::: Records supplied :::

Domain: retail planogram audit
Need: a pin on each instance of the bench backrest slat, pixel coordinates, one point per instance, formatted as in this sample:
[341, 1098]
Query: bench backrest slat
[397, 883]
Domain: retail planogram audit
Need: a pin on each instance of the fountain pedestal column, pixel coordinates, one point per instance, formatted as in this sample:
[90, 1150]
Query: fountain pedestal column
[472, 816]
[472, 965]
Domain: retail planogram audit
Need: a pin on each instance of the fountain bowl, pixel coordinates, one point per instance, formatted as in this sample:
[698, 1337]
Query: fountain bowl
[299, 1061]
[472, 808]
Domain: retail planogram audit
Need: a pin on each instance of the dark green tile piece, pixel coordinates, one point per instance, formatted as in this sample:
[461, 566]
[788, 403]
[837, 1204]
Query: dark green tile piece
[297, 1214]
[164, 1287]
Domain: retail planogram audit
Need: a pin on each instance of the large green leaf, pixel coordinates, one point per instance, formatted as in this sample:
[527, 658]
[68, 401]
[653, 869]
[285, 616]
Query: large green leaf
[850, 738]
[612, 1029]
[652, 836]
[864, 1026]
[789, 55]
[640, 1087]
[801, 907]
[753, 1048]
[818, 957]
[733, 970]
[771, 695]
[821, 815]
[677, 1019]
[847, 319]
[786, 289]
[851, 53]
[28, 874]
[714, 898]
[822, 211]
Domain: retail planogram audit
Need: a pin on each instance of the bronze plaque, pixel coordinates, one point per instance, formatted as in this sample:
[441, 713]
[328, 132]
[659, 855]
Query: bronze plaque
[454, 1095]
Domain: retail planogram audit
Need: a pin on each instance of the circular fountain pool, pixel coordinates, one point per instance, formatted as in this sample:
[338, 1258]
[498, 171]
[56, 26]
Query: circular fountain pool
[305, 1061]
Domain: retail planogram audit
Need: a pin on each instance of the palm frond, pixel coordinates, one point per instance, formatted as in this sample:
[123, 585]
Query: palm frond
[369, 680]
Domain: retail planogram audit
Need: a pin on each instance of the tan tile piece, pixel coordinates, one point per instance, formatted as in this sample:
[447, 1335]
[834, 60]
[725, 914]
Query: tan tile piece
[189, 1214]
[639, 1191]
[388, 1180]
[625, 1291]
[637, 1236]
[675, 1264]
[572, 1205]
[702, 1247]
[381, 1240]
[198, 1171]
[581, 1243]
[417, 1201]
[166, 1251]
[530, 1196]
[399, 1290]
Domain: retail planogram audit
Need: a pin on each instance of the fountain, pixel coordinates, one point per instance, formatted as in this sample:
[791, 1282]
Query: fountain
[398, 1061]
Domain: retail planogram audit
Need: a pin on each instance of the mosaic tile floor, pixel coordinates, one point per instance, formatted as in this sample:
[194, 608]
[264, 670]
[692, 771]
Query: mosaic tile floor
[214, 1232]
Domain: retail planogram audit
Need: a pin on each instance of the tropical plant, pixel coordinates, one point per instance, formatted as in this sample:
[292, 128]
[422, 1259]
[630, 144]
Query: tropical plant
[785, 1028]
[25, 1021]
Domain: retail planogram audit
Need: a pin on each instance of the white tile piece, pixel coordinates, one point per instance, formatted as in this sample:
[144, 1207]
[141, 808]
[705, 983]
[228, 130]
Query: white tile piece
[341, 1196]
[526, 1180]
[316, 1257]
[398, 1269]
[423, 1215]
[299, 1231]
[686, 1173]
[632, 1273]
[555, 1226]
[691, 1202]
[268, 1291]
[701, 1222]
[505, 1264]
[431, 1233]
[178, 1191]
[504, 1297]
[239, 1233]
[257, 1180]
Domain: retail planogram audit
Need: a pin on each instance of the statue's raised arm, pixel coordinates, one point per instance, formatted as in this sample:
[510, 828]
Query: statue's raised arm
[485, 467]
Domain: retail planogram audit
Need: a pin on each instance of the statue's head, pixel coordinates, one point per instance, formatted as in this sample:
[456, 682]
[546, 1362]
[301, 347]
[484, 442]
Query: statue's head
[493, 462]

:::

Aim: Reproduce each entry from the records above, character for character.

Result of the task:
Domain: retail planogram audit
Need: a pin on each instance of the bench backrest slat, pixel coordinates, one point per instance, formatted as in this sample:
[341, 1098]
Query: bench backrest slat
[397, 883]
Domain: retail planogram audit
Need: a pin on each instance of the fountain pedestal column, pixel coordinates, one point per instance, formatted as in this sample:
[90, 1150]
Query: fountain pedestal column
[472, 816]
[472, 965]
Domain: retail planogram audit
Need: a pin on each instance of the fountain bowl, pixel coordinates, one point per instance, formatted as in this sample:
[698, 1337]
Query: fountain bowl
[299, 1061]
[472, 808]
Domain: retail planogram audit
Need: a pin on each instance of the dark green tile piece, pixel coordinates, one point per instance, formatted as in this sample:
[461, 566]
[788, 403]
[837, 1204]
Query: dark green tile piece
[297, 1214]
[164, 1287]
Domain: retail planogram audit
Need: a pin on each instance of the large green leaf, pixel coordinates, one point per instance, formatted as in this sample:
[527, 658]
[68, 401]
[653, 869]
[285, 616]
Query: large green leaf
[850, 738]
[612, 1029]
[652, 836]
[864, 1026]
[789, 55]
[640, 1087]
[801, 907]
[753, 1048]
[818, 957]
[733, 970]
[771, 695]
[821, 815]
[677, 1019]
[847, 319]
[786, 289]
[851, 53]
[28, 874]
[714, 898]
[822, 211]
Domain: retail planogram audit
Need: a pin on each instance of the bronze plaque, pixel coordinates, one point per instance, formatted as in this sample:
[441, 713]
[328, 132]
[659, 855]
Query: bronze plaque
[454, 1095]
Domain: retail planogram audit
Need: a pin on each instance of the circular fountain pool, pixel coordinates, one point per instance, formatted as in this sample:
[338, 1258]
[498, 171]
[56, 26]
Query: circular fountain pool
[305, 1061]
Domain: retail planogram audit
Need: a pin on each instance of the palm frond, pixel coordinates, one point per instance, formatted as in this sample:
[123, 585]
Query: palm frond
[369, 680]
Domain: retail planogram audit
Need: a pin on each instance of the tan tile piece, pixel coordinates, one point per instance, formatted as in this sample:
[447, 1335]
[834, 60]
[725, 914]
Query: tan tile piece
[189, 1214]
[639, 1191]
[388, 1180]
[625, 1291]
[637, 1236]
[675, 1264]
[572, 1205]
[702, 1247]
[381, 1240]
[198, 1171]
[581, 1243]
[417, 1201]
[166, 1251]
[530, 1196]
[399, 1290]
Domain: retail planogram audit
Need: a pin on each instance of the fountain, pixel coordinates, one point per instance, formatted as in this sample:
[791, 1282]
Query: fountain
[398, 1061]
Domain: retail planogram audit
Need: a pin on each instance of the mosaic tile floor, pixel coordinates, one point per instance, formatted as in this sample:
[194, 608]
[264, 670]
[692, 771]
Query: mosaic tile floor
[214, 1232]
Domain: retail planogram audit
Need: a pin on each instance of the tropical plant, pixel coordinates, one point per instance, formatted as in this sample:
[292, 128]
[422, 1259]
[630, 144]
Query: tropical plant
[785, 1028]
[25, 1021]
Domain: retail planogram audit
Need: a pin on each instance of the white tile piece, pixel coordinates, one point per instance, formatted as in this sample:
[144, 1207]
[141, 808]
[705, 983]
[228, 130]
Query: white tile piece
[341, 1196]
[526, 1180]
[316, 1257]
[398, 1269]
[423, 1215]
[299, 1231]
[686, 1173]
[632, 1273]
[555, 1226]
[691, 1202]
[268, 1291]
[701, 1222]
[505, 1264]
[431, 1233]
[178, 1191]
[504, 1297]
[239, 1233]
[257, 1180]
Domain: retail planogram audit
Need: a pin on each instance of the statue's raised arm, pixel coordinates, one point per instance, formatted as in this sample:
[510, 828]
Query: statue's raised arm
[485, 467]
Domain: retail planogram audit
Need: a pin on each instance of the statue's head, pixel coordinates, one point per instance, formatted as in this sample:
[456, 682]
[546, 1362]
[301, 347]
[484, 442]
Query: statue's head
[493, 462]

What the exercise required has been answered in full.